I assumed it would be. Taggart has added the link to the BBC iPLayer, but I have a feeling that is only available to people in the UK. It will only be available for a limited time.


----------



## Boludo (Apr 4, 2019)

GregMitchell said:


> I assumed it would be. Taggart has added the link to the BBC iPLayer, but I have a feeling that is only available to people in the UK. It will only be available for a limited time.


Yes, even within the UK it is available only if you have a TV License. I don't have one, so happily I got to see the programme in time. Thanks again Greg.


----------



## The Conte (May 31, 2015)

GregMitchell said:


> I don't think she sounds anything like Ferrier, and their repertoires might have started off similar, but diverged quite a bit later. Ferrier was a true contralto. Baker was not and she had a very useful upper extension. A above the stave was the absolute top of Ferrier's voice, whereas, according to my singing teacher, who knew her, Baker would exercise up to top D.
> 
> Finally I have no idea what you mean about other voices having more soul. I have never found Baker in the least bit cool, and she has reduced me to tears on more than one occasion. Her Marguerite on the otherwise not very recommendable Prêtre recording of *La Damnation de Faust* is arguably the best on record. The only other singers I have heard to equal her performance of _D'amour l'ardente flamme_ are Callas and Verrett. Her Didon is peerless, passionately intense and scrupulously sung. Though their voices and methods are so dissimilar, she has a Callas-like ability to get right to the emotional core of the music, without ever diverging from the score. Soul is the very thing that marks her out from other singers.


I may not have explained myself well as you seem to have taken some of my observations as being negative points. When it comes to similarities and differences between singers it is, of course, all relative. However, most singers sound _similar_ to at least one other singer whilst still being instantly recognisable and these singers often sing a lot of the same repertoire. You have Callas, Souliotis and Aliberti, all different and each one sang roles the other two didn't, but at the same time there is a similarity in their timbres. Baker has a _similar_ tone to Ferrier, Ludwig and Meier to my ear and these four shared _some_ repertoire. (It's true that Ferrier's voice had a darker hue and she had quicker vibrato, but _similar_ doesn't mean _same_). Baker was seen as the heir to Ferrier at the beginning of her career, so this observation isn't controversial, nor should it be taken as being denigrating, which is why I find comments poo pooing the similarities between the two as if someone had suggested that Baker were the "English Simionato" amusing more than anything else. I am in no way suggesting that Baker was a poor copy of Ferrier or that she was trying to imitate her, it is clear that she has always felt that she was a special artist in her own right, even before she started singing seriously.

Perhaps, what I call soul, you would term something else (and it may be something that you don't value in a singer, but I do). The best way to illustrate what I mean is to compare Baker and Ferrier in 'He was despised' from Messiah (whatever it is, Ferrier has it and Baker does not):











N.


----------



## DavidA (Dec 14, 2012)

Boludo said:


> The video has now been taken down.
> 
> As have I.

Provided material –
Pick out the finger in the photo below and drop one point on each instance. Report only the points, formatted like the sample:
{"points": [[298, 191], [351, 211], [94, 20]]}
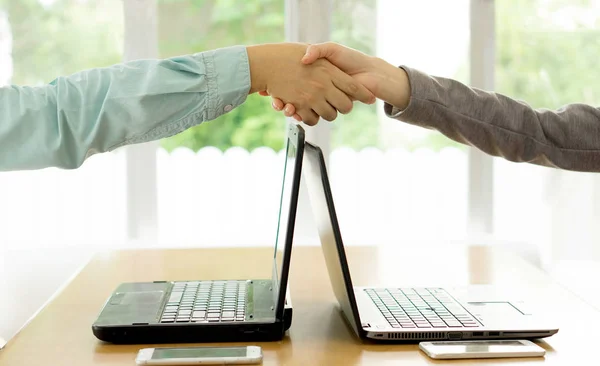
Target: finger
{"points": [[317, 51], [277, 104], [339, 101], [289, 110], [325, 110], [309, 117], [352, 88]]}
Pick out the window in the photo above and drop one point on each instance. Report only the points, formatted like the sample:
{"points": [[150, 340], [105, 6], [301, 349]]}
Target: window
{"points": [[547, 57], [40, 40], [219, 183], [391, 179]]}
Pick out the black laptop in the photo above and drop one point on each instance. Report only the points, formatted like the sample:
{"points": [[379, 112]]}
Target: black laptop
{"points": [[213, 310]]}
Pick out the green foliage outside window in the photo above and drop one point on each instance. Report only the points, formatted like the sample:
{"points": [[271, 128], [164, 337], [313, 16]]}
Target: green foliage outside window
{"points": [[541, 57]]}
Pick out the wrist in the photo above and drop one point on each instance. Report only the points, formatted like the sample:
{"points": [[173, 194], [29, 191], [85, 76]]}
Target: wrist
{"points": [[394, 86], [257, 63]]}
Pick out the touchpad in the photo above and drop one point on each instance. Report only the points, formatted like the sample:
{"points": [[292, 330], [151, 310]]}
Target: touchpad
{"points": [[142, 297], [488, 309]]}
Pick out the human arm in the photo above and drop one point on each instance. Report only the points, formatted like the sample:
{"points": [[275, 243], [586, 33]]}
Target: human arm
{"points": [[62, 123], [566, 138]]}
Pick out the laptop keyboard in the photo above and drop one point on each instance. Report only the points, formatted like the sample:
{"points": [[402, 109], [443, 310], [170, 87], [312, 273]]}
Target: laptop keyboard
{"points": [[206, 302], [420, 308]]}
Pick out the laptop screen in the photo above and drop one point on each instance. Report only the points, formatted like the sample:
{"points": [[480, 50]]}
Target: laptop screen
{"points": [[321, 201], [287, 211]]}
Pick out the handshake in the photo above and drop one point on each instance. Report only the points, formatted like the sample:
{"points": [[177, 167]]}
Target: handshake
{"points": [[309, 82]]}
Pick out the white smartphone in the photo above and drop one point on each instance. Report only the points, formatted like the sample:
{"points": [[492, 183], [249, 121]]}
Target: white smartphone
{"points": [[200, 356], [481, 349]]}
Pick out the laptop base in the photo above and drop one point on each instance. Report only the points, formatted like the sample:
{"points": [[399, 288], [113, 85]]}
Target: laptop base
{"points": [[189, 333]]}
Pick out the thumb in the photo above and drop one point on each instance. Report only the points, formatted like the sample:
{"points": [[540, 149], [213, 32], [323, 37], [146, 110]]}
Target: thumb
{"points": [[317, 51]]}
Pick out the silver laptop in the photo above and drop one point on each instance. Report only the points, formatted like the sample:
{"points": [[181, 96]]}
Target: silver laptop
{"points": [[404, 313]]}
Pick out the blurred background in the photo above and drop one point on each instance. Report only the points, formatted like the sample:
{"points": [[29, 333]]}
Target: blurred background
{"points": [[218, 184]]}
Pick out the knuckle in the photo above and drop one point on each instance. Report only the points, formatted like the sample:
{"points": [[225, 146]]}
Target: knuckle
{"points": [[353, 87], [346, 108]]}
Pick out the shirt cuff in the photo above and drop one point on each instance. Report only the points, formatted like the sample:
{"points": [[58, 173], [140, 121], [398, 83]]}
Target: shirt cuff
{"points": [[397, 113], [228, 75]]}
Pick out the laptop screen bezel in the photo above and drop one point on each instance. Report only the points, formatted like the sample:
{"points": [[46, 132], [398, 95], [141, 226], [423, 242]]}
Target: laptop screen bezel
{"points": [[314, 152], [295, 138]]}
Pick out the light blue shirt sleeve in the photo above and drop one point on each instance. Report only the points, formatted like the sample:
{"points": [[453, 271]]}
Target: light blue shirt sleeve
{"points": [[63, 123]]}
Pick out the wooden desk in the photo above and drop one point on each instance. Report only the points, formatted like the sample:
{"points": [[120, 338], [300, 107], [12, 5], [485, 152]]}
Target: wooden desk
{"points": [[61, 333]]}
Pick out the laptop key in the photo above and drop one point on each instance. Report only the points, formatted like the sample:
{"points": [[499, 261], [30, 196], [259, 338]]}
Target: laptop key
{"points": [[175, 297]]}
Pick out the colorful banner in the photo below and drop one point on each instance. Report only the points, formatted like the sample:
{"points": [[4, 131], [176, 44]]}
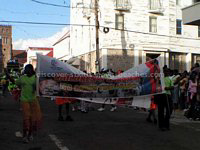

Problem – From the forum thread on singers above, copy word for word the part that begins with the words "Yes, even within" and ends with "Thanks again Greg.".

Finished task –
Yes, even within the UK it is available only if you have a TV License. I don't have one, so happily I got to see the programme in time. Thanks again Greg.